[Do this]
Rewrite the lines starting at the first line of the records and ending at the line that contains "top-left (70, 63), bottom-right (105, 162)", requests included, and shift every coordinate in the answers up by 124.

[Input rows]
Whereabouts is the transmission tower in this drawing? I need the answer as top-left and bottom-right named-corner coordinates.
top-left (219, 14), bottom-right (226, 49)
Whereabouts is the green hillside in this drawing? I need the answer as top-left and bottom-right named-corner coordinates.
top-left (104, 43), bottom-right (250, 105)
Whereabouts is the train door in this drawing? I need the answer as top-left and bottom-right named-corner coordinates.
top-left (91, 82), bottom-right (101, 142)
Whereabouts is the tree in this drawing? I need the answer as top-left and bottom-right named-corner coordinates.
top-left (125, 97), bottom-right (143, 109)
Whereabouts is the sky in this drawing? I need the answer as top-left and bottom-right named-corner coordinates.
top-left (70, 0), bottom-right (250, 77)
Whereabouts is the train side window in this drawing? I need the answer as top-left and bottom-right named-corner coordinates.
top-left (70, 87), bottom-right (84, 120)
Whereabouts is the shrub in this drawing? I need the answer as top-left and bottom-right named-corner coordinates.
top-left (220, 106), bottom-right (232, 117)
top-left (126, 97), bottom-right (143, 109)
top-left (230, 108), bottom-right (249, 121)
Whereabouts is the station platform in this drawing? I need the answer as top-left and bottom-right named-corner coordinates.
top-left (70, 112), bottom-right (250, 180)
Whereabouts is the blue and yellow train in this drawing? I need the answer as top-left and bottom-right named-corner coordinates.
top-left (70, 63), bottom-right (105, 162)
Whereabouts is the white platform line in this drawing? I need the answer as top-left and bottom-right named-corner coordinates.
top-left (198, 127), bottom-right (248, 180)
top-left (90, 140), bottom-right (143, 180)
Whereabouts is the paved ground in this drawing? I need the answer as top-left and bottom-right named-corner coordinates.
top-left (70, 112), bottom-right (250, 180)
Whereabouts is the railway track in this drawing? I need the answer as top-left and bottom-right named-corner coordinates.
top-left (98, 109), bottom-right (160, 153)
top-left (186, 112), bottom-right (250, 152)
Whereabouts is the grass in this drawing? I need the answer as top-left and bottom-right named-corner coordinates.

[Response to the exercise]
Whereabouts is the transmission tower in this drawing? I need the answer as top-left and bottom-right named-corner coordinates.
top-left (343, 138), bottom-right (350, 173)
Whereabouts is the green hillside in this drawing? I need the answer as top-left and bottom-right named-corner coordinates.
top-left (228, 167), bottom-right (374, 229)
Whereabouts is the train door in this drawing? I need the answer as top-left and bottom-right named-corner coordinates.
top-left (215, 206), bottom-right (225, 266)
Whereabouts is the tree in this drawing? I need the answer as top-left and bottom-right named-corner coordinates.
top-left (249, 221), bottom-right (267, 233)
Whereabouts is the sky in this drawing? I need the answer as top-left and bottom-right named-corner coordinates.
top-left (194, 124), bottom-right (374, 201)
Whereabouts is the train side window in this drawing? I need the answer as top-left and bottom-right named-corner coordinates.
top-left (194, 211), bottom-right (208, 244)
Whereabouts is the shrub in this drawing? I need the answer as top-left and bottom-right named-corner coordinates.
top-left (344, 230), bottom-right (356, 241)
top-left (250, 221), bottom-right (267, 233)
top-left (354, 232), bottom-right (373, 245)
Whereabouts is the station platform in this drawing? I need the answer as top-left and bottom-right named-corner coordinates.
top-left (194, 236), bottom-right (374, 304)
Whereabouts is the blue and yellow train in this drawing? I need the answer as top-left and bottom-right named-corner coordinates.
top-left (194, 187), bottom-right (229, 286)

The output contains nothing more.